● **WHAT YOU WILL DO**
Search the data below for "forest"; list each line that holds it.

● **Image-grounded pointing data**
+++
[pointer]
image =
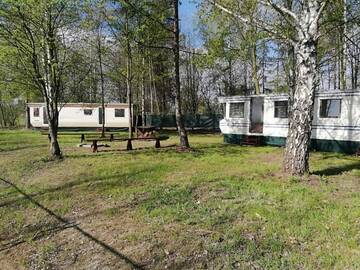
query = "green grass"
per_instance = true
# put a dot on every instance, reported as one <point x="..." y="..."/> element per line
<point x="219" y="206"/>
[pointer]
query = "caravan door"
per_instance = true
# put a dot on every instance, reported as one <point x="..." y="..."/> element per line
<point x="256" y="115"/>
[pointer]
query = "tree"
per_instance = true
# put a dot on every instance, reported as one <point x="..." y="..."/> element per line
<point x="184" y="141"/>
<point x="304" y="20"/>
<point x="37" y="29"/>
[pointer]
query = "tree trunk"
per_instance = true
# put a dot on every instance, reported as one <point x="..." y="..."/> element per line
<point x="129" y="75"/>
<point x="143" y="93"/>
<point x="99" y="51"/>
<point x="53" y="116"/>
<point x="254" y="69"/>
<point x="184" y="142"/>
<point x="296" y="161"/>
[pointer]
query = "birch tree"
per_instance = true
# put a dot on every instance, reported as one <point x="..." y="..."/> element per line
<point x="38" y="31"/>
<point x="304" y="19"/>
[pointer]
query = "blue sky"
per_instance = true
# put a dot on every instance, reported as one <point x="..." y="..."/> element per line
<point x="188" y="21"/>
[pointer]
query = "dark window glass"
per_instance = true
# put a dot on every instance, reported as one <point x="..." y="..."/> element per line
<point x="88" y="112"/>
<point x="330" y="108"/>
<point x="36" y="112"/>
<point x="119" y="113"/>
<point x="237" y="110"/>
<point x="281" y="109"/>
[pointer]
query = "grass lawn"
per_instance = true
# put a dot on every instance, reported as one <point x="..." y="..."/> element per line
<point x="217" y="207"/>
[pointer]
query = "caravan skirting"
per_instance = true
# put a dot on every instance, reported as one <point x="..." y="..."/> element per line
<point x="348" y="147"/>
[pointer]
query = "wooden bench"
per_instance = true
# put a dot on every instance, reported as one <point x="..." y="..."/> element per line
<point x="95" y="146"/>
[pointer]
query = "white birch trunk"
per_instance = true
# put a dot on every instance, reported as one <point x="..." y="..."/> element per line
<point x="296" y="160"/>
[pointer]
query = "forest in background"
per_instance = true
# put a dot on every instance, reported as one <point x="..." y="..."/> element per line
<point x="99" y="37"/>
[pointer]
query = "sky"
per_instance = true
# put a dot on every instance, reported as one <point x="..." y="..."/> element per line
<point x="188" y="21"/>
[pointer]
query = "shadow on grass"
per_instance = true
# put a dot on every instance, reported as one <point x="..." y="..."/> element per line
<point x="64" y="221"/>
<point x="108" y="181"/>
<point x="23" y="147"/>
<point x="336" y="170"/>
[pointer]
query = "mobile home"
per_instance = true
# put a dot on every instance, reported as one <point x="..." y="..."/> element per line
<point x="82" y="115"/>
<point x="336" y="120"/>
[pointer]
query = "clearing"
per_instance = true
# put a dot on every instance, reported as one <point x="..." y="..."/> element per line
<point x="219" y="206"/>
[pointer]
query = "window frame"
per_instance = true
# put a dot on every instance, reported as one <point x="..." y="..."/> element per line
<point x="119" y="109"/>
<point x="243" y="110"/>
<point x="37" y="110"/>
<point x="287" y="109"/>
<point x="329" y="99"/>
<point x="88" y="110"/>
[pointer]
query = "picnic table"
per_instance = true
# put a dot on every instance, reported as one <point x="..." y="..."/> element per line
<point x="145" y="131"/>
<point x="129" y="147"/>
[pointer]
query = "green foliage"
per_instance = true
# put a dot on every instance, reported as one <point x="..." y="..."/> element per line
<point x="228" y="202"/>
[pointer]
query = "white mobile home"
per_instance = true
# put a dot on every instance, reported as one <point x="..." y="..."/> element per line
<point x="336" y="120"/>
<point x="82" y="115"/>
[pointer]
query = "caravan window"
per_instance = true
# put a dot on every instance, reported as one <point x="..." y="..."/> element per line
<point x="36" y="112"/>
<point x="237" y="110"/>
<point x="330" y="108"/>
<point x="119" y="113"/>
<point x="281" y="109"/>
<point x="87" y="111"/>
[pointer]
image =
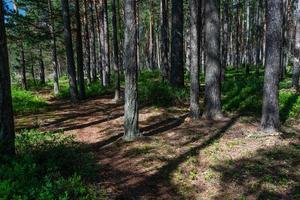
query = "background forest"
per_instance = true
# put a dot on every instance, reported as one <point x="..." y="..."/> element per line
<point x="152" y="99"/>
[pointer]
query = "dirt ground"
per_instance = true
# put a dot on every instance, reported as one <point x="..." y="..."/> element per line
<point x="177" y="158"/>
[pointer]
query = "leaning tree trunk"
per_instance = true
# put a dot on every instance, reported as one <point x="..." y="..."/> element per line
<point x="7" y="132"/>
<point x="54" y="50"/>
<point x="42" y="68"/>
<point x="116" y="51"/>
<point x="213" y="64"/>
<point x="296" y="68"/>
<point x="270" y="112"/>
<point x="131" y="68"/>
<point x="164" y="40"/>
<point x="69" y="50"/>
<point x="194" y="65"/>
<point x="177" y="68"/>
<point x="79" y="50"/>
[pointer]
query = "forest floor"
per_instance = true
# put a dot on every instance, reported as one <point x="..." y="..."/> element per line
<point x="177" y="158"/>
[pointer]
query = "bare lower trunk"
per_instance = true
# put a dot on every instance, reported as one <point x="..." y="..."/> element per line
<point x="7" y="132"/>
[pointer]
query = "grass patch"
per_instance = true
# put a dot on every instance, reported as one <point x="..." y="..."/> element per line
<point x="47" y="166"/>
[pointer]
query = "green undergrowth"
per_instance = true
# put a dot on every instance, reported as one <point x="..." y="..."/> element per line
<point x="27" y="101"/>
<point x="48" y="166"/>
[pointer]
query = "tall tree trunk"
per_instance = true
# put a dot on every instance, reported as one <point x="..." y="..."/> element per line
<point x="131" y="78"/>
<point x="42" y="67"/>
<point x="23" y="67"/>
<point x="93" y="40"/>
<point x="116" y="51"/>
<point x="270" y="112"/>
<point x="296" y="68"/>
<point x="213" y="64"/>
<point x="54" y="50"/>
<point x="87" y="43"/>
<point x="194" y="68"/>
<point x="7" y="132"/>
<point x="105" y="43"/>
<point x="79" y="51"/>
<point x="69" y="51"/>
<point x="177" y="65"/>
<point x="165" y="39"/>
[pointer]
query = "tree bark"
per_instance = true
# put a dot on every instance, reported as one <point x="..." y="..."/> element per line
<point x="296" y="68"/>
<point x="79" y="50"/>
<point x="69" y="51"/>
<point x="177" y="65"/>
<point x="42" y="68"/>
<point x="270" y="112"/>
<point x="213" y="64"/>
<point x="194" y="65"/>
<point x="54" y="50"/>
<point x="131" y="78"/>
<point x="165" y="40"/>
<point x="7" y="132"/>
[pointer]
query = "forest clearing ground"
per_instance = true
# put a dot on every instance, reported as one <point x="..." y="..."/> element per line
<point x="177" y="158"/>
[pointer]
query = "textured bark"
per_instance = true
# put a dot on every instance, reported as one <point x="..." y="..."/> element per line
<point x="116" y="51"/>
<point x="69" y="50"/>
<point x="79" y="51"/>
<point x="296" y="68"/>
<point x="194" y="67"/>
<point x="93" y="40"/>
<point x="270" y="111"/>
<point x="130" y="64"/>
<point x="23" y="68"/>
<point x="177" y="65"/>
<point x="42" y="67"/>
<point x="87" y="43"/>
<point x="164" y="40"/>
<point x="7" y="132"/>
<point x="213" y="64"/>
<point x="54" y="50"/>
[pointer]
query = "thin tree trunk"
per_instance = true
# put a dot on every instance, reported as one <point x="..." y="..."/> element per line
<point x="116" y="51"/>
<point x="194" y="67"/>
<point x="79" y="51"/>
<point x="270" y="113"/>
<point x="177" y="65"/>
<point x="69" y="51"/>
<point x="7" y="132"/>
<point x="42" y="68"/>
<point x="54" y="50"/>
<point x="213" y="68"/>
<point x="165" y="40"/>
<point x="131" y="68"/>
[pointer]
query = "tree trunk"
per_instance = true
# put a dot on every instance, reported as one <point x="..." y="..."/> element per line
<point x="164" y="40"/>
<point x="116" y="51"/>
<point x="270" y="112"/>
<point x="42" y="68"/>
<point x="194" y="67"/>
<point x="7" y="132"/>
<point x="69" y="51"/>
<point x="177" y="65"/>
<point x="213" y="64"/>
<point x="23" y="68"/>
<point x="131" y="78"/>
<point x="296" y="68"/>
<point x="54" y="50"/>
<point x="87" y="43"/>
<point x="79" y="50"/>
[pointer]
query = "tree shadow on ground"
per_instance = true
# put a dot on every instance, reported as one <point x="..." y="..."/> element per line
<point x="160" y="181"/>
<point x="269" y="174"/>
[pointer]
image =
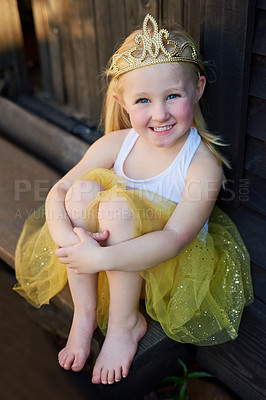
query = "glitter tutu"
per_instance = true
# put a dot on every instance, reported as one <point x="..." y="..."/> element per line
<point x="198" y="296"/>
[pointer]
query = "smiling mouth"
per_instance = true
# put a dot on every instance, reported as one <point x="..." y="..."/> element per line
<point x="163" y="128"/>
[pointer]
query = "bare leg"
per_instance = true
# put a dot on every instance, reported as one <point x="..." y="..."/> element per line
<point x="83" y="287"/>
<point x="126" y="324"/>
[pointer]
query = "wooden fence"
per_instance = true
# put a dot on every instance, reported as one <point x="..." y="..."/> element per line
<point x="76" y="38"/>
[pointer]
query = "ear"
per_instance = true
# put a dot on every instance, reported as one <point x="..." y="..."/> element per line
<point x="119" y="100"/>
<point x="200" y="88"/>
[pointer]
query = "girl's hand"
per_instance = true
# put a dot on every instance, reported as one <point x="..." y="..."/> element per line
<point x="82" y="256"/>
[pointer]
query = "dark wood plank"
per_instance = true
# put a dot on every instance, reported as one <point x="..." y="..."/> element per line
<point x="257" y="118"/>
<point x="227" y="98"/>
<point x="258" y="77"/>
<point x="255" y="159"/>
<point x="67" y="53"/>
<point x="80" y="57"/>
<point x="192" y="14"/>
<point x="12" y="49"/>
<point x="104" y="31"/>
<point x="260" y="33"/>
<point x="42" y="33"/>
<point x="253" y="192"/>
<point x="259" y="282"/>
<point x="240" y="364"/>
<point x="173" y="10"/>
<point x="24" y="185"/>
<point x="53" y="10"/>
<point x="252" y="228"/>
<point x="261" y="4"/>
<point x="46" y="141"/>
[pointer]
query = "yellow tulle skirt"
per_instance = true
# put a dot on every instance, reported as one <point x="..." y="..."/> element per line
<point x="198" y="296"/>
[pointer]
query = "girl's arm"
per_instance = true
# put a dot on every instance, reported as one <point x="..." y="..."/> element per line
<point x="202" y="187"/>
<point x="100" y="155"/>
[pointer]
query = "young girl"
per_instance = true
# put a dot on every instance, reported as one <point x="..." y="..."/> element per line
<point x="136" y="216"/>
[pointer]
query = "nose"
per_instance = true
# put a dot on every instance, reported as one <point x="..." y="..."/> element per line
<point x="160" y="112"/>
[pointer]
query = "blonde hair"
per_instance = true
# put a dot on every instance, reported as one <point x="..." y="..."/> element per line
<point x="115" y="117"/>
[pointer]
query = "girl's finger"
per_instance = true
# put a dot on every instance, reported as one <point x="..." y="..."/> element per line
<point x="100" y="236"/>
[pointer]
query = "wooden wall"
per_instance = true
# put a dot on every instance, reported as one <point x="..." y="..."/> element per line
<point x="237" y="109"/>
<point x="77" y="38"/>
<point x="12" y="61"/>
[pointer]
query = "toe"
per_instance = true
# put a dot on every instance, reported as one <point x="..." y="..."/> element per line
<point x="62" y="357"/>
<point x="118" y="375"/>
<point x="111" y="377"/>
<point x="96" y="375"/>
<point x="68" y="360"/>
<point x="104" y="376"/>
<point x="125" y="371"/>
<point x="78" y="363"/>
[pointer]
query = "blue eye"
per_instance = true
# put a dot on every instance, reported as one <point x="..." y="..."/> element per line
<point x="172" y="96"/>
<point x="143" y="101"/>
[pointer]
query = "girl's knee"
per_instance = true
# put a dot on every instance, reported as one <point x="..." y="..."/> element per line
<point x="78" y="197"/>
<point x="115" y="211"/>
+++
● **SOLVED PROBLEM**
query = "forest in background"
query = "background forest"
query = "forest floor"
query = "forest clearing ground"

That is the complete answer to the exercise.